• [Your objective]: Each line of the material that includes the string "column" counts once; report the total and nothing further.

• [Dataset]:
>>>>

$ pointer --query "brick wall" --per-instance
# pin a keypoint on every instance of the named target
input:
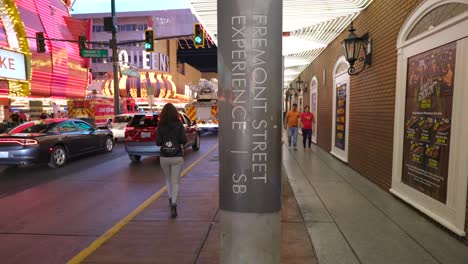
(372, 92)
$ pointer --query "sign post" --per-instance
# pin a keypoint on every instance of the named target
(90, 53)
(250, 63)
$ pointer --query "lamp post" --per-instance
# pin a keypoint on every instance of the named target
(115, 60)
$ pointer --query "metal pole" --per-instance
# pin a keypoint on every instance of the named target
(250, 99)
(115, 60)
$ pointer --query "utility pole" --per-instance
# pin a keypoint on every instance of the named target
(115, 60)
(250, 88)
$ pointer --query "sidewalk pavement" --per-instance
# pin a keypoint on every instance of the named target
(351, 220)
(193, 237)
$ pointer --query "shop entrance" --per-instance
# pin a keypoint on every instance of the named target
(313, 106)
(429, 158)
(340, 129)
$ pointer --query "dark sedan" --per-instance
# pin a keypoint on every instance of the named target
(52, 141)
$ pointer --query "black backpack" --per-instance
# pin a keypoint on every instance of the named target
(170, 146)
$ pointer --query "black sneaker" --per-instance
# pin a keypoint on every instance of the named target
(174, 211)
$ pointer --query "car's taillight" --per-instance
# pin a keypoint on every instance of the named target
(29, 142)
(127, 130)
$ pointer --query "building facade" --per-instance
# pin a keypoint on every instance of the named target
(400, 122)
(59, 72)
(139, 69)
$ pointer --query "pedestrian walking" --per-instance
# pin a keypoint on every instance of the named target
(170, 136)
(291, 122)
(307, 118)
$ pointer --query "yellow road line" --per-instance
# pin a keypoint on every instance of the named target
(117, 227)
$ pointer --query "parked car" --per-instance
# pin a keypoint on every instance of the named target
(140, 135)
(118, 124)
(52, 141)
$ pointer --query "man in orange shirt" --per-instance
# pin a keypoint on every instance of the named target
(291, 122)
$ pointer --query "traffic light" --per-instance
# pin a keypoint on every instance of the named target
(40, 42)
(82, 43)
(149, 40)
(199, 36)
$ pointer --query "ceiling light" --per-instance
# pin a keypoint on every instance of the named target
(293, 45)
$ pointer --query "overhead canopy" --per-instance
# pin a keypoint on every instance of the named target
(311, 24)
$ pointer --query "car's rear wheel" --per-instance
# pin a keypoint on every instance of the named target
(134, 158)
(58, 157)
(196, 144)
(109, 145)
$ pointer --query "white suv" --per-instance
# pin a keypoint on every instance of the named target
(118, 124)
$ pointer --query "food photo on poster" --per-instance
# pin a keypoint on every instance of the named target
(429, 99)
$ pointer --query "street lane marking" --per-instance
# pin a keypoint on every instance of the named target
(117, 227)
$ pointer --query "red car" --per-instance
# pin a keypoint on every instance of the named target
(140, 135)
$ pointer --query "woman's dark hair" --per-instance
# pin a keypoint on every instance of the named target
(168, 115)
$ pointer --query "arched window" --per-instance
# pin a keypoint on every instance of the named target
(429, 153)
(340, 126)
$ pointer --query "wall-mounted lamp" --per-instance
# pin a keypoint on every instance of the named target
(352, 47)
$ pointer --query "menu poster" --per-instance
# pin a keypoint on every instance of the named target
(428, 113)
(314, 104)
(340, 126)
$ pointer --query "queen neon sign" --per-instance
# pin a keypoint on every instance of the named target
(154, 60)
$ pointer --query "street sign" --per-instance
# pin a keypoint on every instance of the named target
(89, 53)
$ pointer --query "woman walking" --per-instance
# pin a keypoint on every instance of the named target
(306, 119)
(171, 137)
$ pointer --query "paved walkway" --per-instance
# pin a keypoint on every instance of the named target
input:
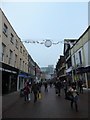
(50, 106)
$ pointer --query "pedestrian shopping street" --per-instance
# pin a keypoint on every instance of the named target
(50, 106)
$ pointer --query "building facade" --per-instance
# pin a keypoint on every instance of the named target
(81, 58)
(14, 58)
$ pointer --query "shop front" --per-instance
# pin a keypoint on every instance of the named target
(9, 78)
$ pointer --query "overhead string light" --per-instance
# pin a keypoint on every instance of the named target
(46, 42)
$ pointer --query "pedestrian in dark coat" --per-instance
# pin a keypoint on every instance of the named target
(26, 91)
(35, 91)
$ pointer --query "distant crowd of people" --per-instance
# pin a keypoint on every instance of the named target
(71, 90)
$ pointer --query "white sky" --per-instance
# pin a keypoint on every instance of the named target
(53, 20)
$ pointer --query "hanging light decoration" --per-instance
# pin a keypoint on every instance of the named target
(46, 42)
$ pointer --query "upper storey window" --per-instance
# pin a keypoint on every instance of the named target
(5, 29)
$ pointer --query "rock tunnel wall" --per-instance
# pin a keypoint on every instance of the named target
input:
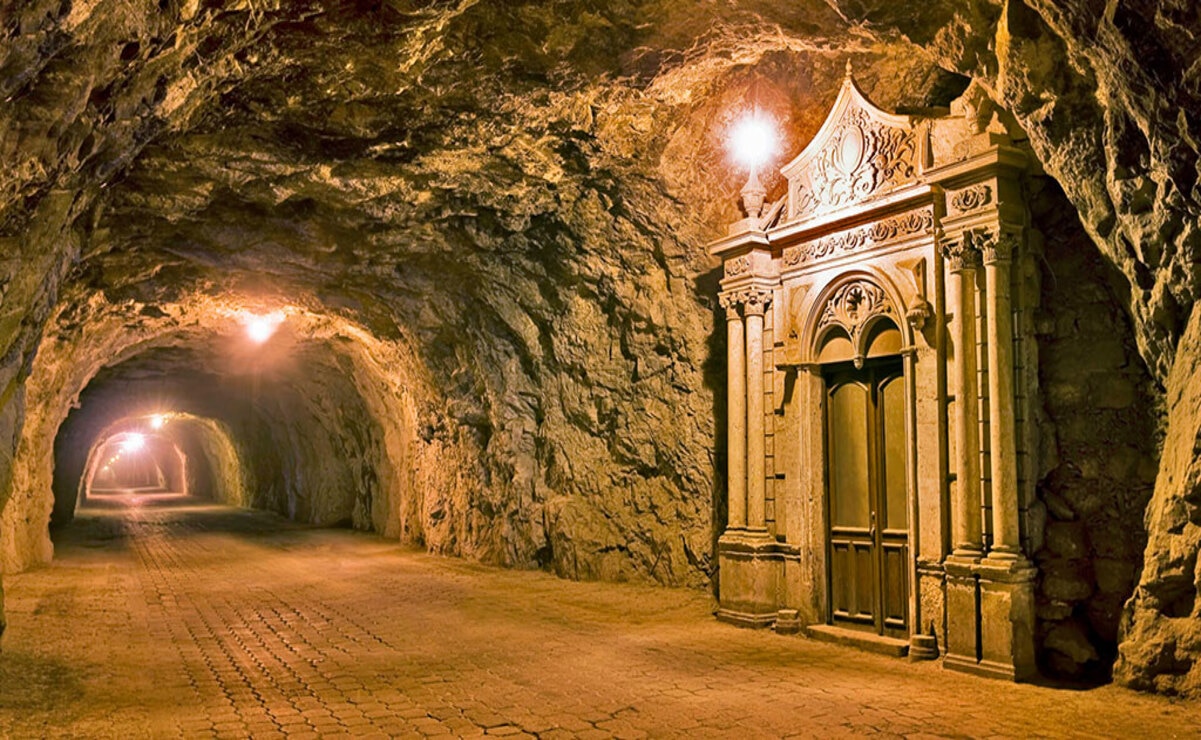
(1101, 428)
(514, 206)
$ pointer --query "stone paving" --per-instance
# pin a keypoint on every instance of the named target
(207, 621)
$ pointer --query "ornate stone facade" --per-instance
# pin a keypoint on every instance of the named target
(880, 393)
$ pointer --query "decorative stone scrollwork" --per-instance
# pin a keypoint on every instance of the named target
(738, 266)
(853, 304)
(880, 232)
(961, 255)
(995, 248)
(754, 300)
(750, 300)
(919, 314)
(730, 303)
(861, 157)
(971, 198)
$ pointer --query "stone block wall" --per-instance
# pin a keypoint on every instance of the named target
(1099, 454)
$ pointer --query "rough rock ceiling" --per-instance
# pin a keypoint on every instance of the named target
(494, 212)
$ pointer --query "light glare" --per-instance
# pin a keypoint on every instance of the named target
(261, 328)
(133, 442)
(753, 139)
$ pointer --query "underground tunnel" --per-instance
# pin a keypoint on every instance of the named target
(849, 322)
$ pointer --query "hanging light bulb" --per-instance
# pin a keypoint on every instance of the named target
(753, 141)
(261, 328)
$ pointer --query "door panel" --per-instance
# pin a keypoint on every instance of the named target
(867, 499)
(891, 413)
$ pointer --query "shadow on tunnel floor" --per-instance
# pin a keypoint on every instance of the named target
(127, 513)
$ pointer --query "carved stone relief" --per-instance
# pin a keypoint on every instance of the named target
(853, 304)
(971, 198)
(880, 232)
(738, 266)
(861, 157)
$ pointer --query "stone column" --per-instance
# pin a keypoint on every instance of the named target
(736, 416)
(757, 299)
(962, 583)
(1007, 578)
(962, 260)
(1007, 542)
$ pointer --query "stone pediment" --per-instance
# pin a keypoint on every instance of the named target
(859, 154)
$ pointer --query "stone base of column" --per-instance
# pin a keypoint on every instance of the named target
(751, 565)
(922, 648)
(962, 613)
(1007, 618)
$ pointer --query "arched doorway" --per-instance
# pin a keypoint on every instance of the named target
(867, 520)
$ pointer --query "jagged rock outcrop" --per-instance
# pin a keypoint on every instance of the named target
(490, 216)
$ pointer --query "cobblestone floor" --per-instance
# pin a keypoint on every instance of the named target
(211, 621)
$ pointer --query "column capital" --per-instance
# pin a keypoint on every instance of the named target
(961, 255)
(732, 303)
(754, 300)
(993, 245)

<<<<
>>>>

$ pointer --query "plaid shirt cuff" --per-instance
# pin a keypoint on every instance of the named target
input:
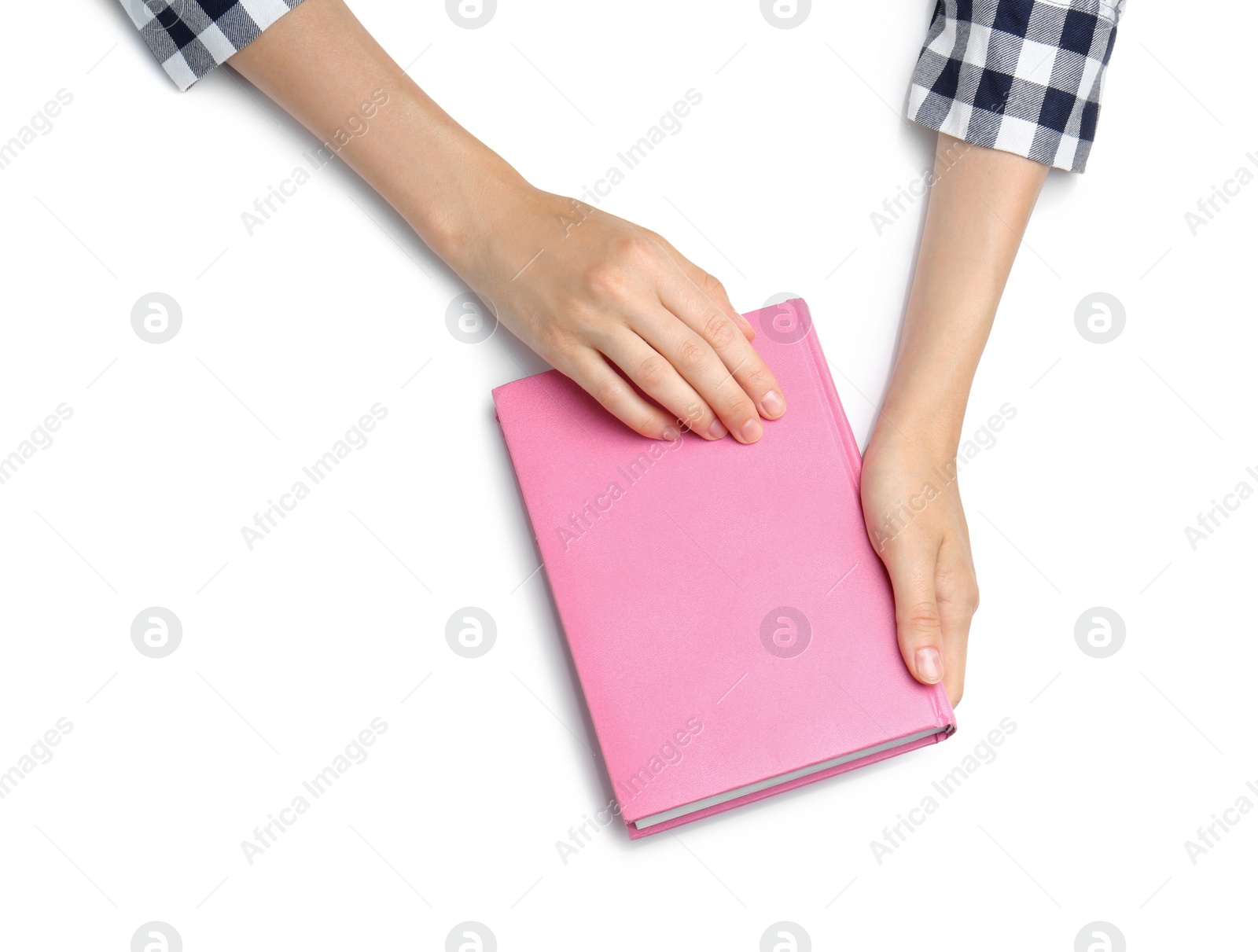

<<<<
>>>>

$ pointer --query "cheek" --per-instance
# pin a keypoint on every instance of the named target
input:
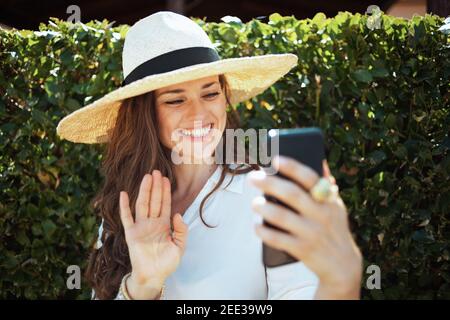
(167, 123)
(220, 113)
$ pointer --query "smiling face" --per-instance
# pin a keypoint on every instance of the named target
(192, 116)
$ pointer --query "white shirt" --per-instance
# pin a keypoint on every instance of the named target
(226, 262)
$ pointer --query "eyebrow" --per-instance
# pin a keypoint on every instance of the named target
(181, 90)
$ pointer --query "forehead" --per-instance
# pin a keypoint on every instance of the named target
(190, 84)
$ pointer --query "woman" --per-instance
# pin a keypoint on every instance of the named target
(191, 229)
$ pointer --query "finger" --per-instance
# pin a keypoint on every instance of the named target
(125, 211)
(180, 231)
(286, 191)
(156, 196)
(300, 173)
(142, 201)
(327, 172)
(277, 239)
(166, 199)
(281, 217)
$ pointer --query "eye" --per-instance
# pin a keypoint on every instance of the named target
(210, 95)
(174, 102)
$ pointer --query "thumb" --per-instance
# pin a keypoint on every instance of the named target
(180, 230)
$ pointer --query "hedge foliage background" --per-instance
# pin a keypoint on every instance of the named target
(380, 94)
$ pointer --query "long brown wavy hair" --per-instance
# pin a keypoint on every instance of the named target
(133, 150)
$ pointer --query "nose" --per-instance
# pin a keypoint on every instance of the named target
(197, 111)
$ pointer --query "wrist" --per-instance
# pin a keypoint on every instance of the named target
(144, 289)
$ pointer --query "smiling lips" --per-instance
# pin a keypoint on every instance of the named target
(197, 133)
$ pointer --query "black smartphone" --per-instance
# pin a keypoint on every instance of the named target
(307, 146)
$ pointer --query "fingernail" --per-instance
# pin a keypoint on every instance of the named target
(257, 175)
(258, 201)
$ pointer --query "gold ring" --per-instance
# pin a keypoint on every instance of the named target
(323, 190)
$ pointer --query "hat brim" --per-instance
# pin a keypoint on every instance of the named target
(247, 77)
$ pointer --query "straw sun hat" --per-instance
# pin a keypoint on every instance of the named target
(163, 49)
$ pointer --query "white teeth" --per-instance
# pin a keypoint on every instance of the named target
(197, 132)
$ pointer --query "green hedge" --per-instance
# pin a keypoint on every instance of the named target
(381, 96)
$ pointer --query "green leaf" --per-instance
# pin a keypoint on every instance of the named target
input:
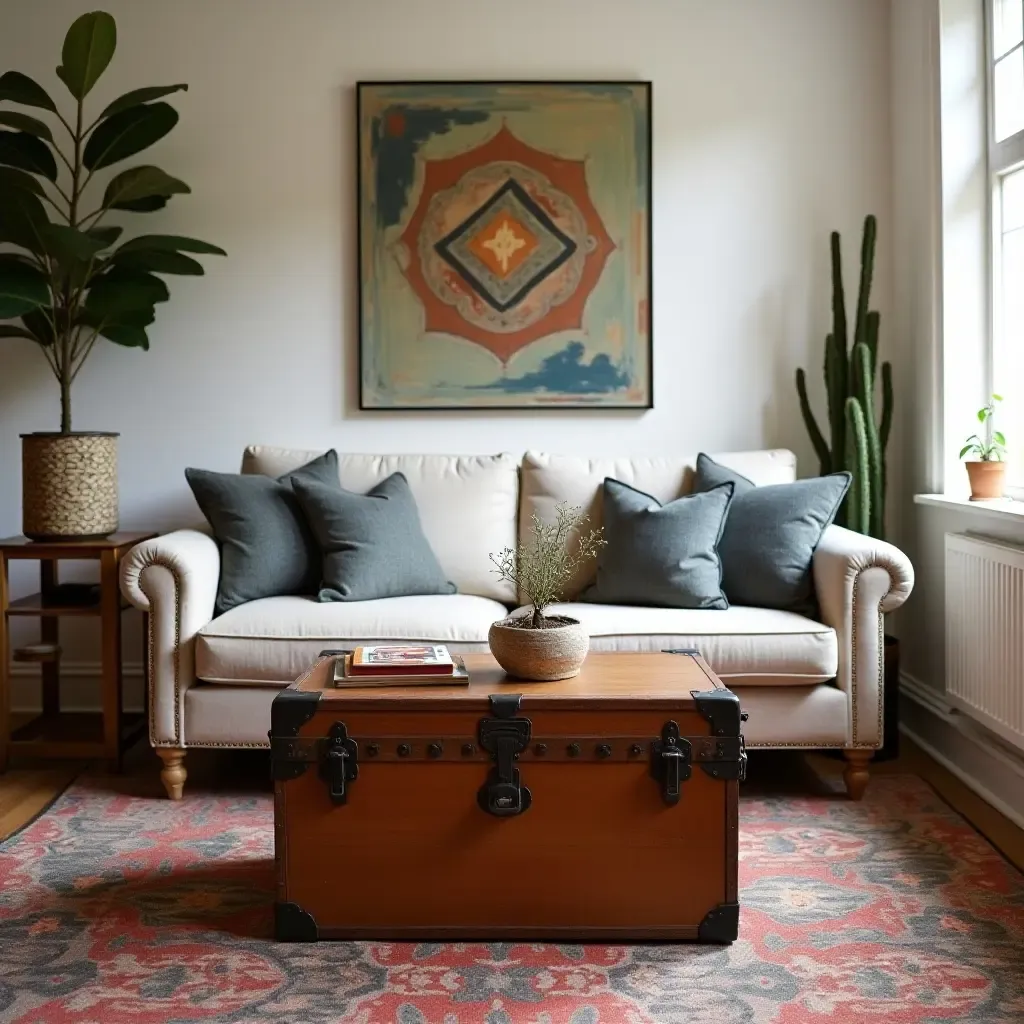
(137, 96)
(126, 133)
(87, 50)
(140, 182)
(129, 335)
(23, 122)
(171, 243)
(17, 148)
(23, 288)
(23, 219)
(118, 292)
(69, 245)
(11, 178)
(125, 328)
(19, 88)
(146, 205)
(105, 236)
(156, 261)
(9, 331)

<<<<

• [Your response]: 3